## Required task
Print every line of the data below without any changes.

Collection entries:

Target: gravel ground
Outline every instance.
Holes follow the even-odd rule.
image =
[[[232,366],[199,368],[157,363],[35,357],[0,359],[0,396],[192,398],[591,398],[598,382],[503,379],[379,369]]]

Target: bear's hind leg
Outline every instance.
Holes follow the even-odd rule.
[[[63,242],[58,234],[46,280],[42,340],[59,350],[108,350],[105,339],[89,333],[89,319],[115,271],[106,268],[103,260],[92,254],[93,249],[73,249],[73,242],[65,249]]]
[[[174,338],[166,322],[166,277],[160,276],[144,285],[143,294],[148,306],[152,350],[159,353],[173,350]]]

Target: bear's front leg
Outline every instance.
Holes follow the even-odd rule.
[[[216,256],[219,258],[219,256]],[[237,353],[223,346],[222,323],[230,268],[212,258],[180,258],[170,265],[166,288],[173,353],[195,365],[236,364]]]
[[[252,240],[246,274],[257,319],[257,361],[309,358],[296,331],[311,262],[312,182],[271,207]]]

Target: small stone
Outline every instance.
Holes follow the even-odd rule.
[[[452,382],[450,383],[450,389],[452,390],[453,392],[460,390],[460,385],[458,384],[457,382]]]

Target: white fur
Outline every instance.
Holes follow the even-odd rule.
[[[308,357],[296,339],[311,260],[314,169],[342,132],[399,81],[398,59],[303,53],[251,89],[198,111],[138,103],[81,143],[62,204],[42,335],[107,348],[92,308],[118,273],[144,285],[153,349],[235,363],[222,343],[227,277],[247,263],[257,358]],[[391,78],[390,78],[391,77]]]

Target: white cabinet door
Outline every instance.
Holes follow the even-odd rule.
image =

## Worked answer
Target: gravel ground
Outline every instance.
Holes follow the even-odd rule.
image =
[[[232,366],[199,368],[157,363],[35,357],[0,359],[0,396],[192,398],[591,398],[598,382],[503,379],[379,369]]]

Target: bear's hind leg
Outline every instance.
Holes follow the even-odd rule.
[[[63,242],[58,234],[46,280],[42,340],[59,350],[108,350],[105,339],[89,333],[89,319],[115,271],[106,268],[103,260],[92,254],[93,249],[73,249],[73,242],[65,249]]]
[[[174,338],[166,322],[166,277],[160,276],[144,285],[143,294],[148,306],[152,350],[159,353],[173,350]]]

Target: bear's front leg
Outline every instance.
Holes follow the even-odd rule.
[[[216,256],[219,258],[219,256]],[[237,353],[223,346],[222,323],[230,268],[212,258],[180,258],[170,265],[166,288],[173,353],[195,365],[236,364]]]
[[[252,240],[246,274],[257,319],[257,361],[309,358],[296,331],[311,262],[312,182],[271,207]]]

Target: small stone
Outline every instance.
Holes follow the even-odd rule.
[[[452,382],[450,383],[450,389],[452,390],[453,392],[460,390],[460,385],[458,384],[457,382]]]

Target: white fur
Outline every instance.
Holes follow the even-odd rule.
[[[308,357],[296,339],[311,260],[314,169],[342,132],[399,81],[398,59],[303,53],[251,89],[198,111],[138,103],[81,143],[62,204],[42,335],[107,348],[92,308],[118,273],[144,285],[153,349],[235,363],[222,343],[227,277],[247,263],[257,358]],[[391,78],[390,78],[391,77]]]

Target: white cabinet door
Outline every instance.
Holes follow the even-odd rule.
image =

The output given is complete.